● **Provided data**
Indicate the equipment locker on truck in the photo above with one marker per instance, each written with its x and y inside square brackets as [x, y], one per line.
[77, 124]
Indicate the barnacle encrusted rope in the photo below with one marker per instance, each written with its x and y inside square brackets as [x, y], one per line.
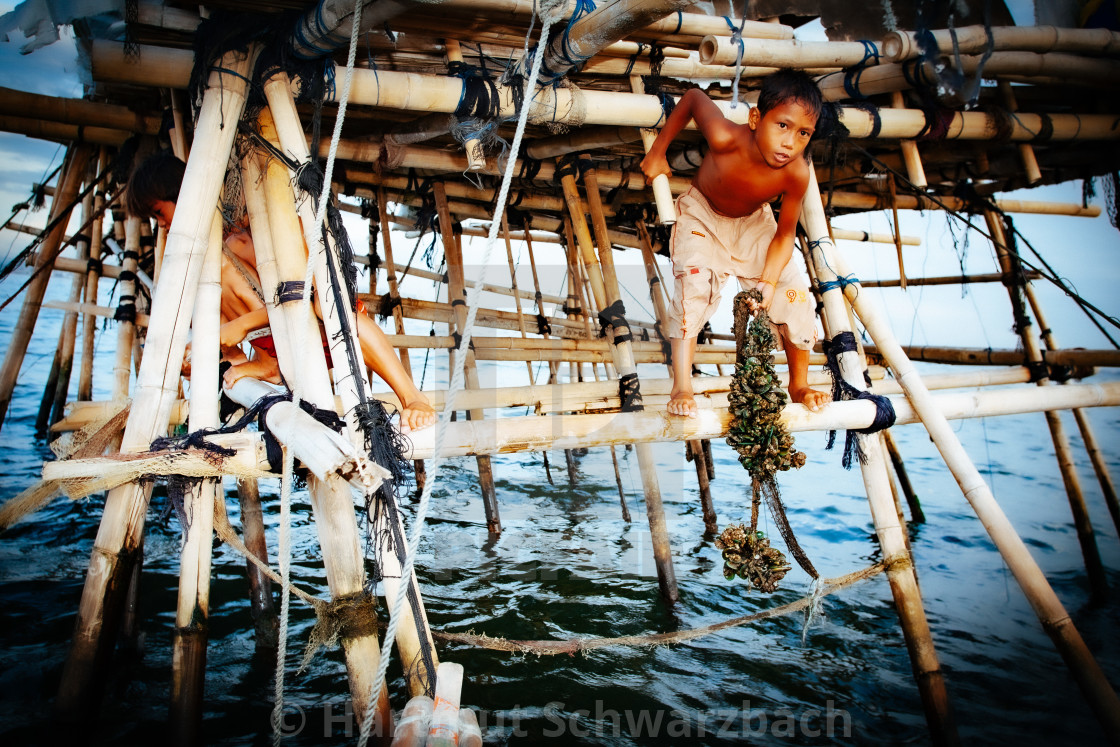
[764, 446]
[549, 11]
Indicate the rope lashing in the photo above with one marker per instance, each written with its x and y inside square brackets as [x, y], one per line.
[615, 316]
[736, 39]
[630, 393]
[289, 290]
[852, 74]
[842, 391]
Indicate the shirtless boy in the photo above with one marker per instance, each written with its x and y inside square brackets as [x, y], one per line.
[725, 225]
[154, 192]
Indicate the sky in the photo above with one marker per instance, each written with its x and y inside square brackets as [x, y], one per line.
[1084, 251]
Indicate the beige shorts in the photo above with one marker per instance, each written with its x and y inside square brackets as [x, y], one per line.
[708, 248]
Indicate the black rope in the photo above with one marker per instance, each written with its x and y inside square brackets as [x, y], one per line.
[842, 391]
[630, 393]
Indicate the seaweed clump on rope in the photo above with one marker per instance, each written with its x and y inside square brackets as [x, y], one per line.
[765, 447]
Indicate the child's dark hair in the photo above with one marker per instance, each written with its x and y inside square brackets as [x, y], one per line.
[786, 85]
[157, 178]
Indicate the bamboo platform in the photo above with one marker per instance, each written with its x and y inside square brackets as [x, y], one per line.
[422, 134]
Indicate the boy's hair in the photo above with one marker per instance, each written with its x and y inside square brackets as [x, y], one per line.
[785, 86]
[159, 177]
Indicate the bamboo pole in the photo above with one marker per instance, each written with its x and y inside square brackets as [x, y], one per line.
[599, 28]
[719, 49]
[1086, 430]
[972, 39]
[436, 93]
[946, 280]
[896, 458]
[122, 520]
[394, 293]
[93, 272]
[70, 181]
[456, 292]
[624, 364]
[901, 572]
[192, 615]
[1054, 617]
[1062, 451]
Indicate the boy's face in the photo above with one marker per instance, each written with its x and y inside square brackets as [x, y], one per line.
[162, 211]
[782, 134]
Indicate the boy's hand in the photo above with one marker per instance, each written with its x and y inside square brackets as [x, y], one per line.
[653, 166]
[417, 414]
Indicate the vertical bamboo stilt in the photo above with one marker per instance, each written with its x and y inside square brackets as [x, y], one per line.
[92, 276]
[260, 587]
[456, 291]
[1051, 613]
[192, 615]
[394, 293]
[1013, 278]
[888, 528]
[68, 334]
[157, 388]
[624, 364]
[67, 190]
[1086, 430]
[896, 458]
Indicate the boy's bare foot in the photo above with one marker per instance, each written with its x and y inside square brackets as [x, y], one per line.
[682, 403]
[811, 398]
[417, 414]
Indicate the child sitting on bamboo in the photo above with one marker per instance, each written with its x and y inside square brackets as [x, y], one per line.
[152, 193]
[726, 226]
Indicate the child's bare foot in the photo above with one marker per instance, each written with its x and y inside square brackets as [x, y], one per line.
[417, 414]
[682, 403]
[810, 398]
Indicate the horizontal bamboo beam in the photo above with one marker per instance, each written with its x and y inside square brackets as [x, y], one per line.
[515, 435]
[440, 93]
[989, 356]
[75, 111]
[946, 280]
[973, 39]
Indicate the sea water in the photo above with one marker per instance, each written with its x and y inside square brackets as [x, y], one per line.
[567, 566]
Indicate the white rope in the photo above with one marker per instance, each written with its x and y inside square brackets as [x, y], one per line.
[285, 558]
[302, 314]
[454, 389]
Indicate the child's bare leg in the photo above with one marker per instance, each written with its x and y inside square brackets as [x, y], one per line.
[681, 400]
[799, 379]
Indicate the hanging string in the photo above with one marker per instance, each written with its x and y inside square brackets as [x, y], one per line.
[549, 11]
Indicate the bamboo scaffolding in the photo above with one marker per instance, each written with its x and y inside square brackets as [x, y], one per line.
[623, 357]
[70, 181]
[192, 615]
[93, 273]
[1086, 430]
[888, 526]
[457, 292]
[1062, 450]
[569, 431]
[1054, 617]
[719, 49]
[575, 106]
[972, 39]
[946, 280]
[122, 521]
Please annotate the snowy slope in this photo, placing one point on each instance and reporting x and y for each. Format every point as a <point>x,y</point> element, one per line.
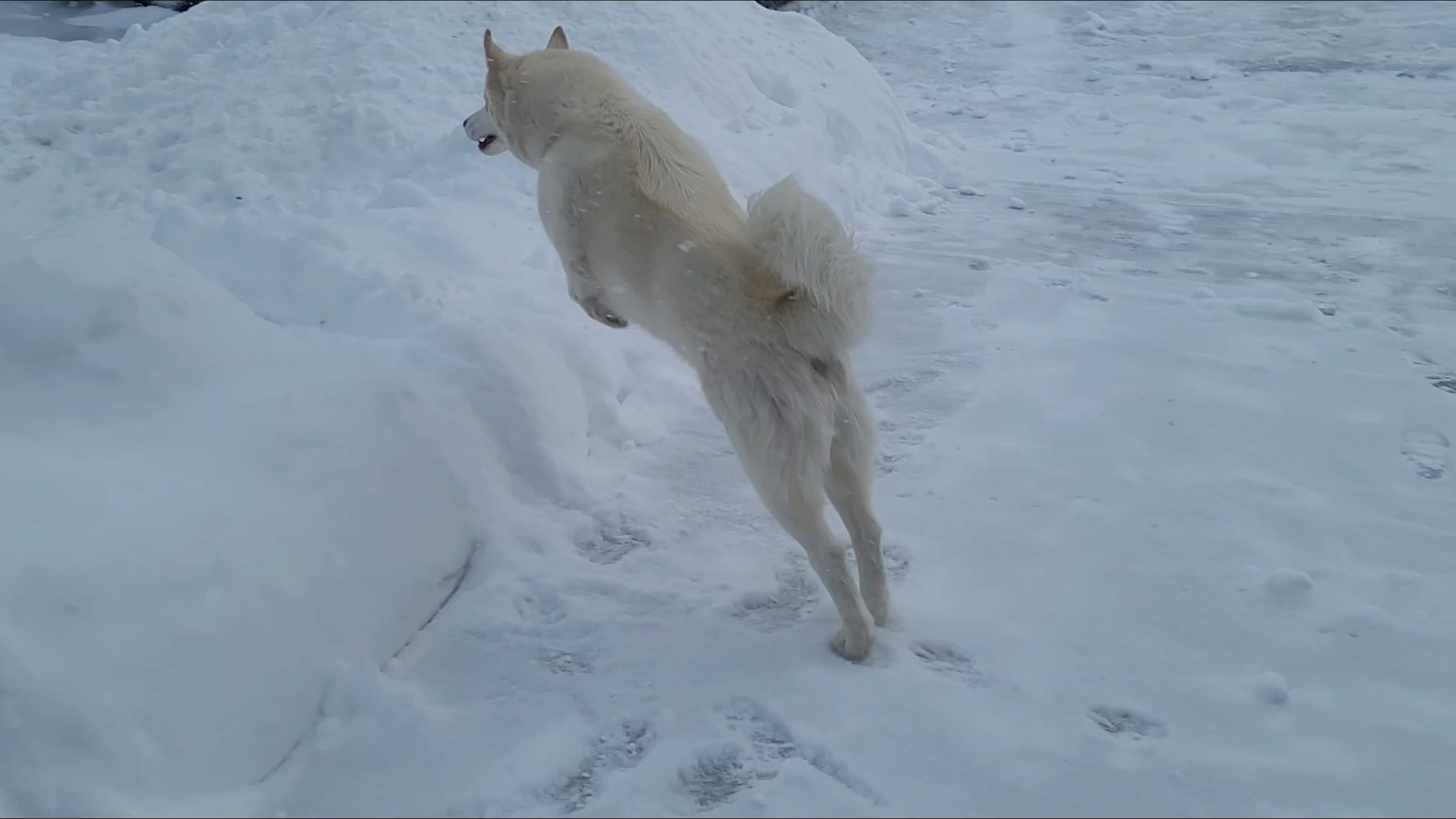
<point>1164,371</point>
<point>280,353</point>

---

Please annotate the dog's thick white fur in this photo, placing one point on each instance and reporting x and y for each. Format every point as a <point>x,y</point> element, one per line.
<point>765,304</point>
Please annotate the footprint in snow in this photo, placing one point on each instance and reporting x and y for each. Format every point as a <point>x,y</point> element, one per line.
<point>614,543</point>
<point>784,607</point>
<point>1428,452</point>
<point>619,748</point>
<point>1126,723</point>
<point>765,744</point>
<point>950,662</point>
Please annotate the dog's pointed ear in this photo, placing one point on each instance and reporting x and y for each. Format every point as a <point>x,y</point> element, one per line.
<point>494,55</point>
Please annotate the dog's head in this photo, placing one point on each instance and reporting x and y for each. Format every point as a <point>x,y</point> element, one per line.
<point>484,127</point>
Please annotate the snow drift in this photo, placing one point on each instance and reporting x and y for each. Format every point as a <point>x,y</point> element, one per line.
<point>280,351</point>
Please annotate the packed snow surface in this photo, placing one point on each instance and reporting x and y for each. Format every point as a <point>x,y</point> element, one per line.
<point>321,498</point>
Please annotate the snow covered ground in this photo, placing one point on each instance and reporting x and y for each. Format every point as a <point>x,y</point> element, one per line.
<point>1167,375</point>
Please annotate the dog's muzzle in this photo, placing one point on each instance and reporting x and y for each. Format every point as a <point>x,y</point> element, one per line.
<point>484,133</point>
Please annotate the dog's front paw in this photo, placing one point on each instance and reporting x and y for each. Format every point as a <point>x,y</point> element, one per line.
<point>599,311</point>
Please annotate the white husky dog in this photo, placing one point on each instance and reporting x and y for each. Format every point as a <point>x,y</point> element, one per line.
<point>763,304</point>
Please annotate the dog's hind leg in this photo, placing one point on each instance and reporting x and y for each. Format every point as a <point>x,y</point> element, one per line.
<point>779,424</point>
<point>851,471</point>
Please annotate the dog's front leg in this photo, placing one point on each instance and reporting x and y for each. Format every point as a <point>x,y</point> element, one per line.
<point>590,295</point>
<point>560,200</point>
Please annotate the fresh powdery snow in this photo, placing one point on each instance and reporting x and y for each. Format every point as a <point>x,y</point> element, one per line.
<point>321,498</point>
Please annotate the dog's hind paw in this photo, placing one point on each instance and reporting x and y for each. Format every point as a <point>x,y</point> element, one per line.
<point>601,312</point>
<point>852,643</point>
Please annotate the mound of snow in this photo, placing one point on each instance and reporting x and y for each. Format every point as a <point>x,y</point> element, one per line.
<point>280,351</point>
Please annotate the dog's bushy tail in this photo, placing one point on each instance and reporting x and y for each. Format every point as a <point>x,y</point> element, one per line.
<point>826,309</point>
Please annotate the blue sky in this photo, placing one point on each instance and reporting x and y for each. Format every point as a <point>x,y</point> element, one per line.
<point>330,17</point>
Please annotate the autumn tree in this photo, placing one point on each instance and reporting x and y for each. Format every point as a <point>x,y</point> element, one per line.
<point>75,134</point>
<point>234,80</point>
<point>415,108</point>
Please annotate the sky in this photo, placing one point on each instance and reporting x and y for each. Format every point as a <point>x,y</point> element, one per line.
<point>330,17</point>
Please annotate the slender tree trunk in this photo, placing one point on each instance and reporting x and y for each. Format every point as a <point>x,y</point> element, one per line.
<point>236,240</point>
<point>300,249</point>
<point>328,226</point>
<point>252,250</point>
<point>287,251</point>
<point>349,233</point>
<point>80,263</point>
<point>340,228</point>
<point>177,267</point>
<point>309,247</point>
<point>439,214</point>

---

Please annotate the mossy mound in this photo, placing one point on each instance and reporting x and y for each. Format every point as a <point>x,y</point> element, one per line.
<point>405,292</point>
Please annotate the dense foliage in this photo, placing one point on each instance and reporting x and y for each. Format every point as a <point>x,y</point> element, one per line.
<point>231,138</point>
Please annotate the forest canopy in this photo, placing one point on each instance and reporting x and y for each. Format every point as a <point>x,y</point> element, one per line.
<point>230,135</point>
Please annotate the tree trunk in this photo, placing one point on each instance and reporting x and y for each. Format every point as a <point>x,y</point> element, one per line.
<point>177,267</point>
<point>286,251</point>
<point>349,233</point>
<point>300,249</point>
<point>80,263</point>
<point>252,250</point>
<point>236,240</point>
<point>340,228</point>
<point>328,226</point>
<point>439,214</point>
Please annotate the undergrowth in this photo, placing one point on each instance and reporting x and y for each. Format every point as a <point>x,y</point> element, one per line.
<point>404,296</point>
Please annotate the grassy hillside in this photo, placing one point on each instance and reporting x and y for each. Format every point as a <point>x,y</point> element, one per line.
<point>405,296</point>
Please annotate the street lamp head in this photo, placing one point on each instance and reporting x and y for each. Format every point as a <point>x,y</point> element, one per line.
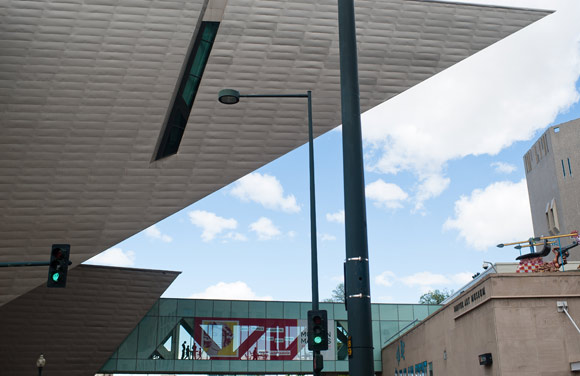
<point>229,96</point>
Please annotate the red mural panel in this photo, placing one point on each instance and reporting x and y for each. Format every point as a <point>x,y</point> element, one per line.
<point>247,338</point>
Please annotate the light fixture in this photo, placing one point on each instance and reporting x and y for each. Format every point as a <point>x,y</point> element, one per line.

● **Problem**
Where the listing above has a line with "Please annotate the red", start there, and output every line exactly through the line with "Please annotate the light", which is also included.

● **Result**
Please annotate the red mural panel in this photo, placing one point on each instance and reporting x and y for each. Format every point as a <point>x,y</point> element, one per line.
<point>247,338</point>
Please annotate the light fixture in this photo, placing one point on each instance and reporting x and y for each. Format every point as a <point>x,y</point> element, one per line.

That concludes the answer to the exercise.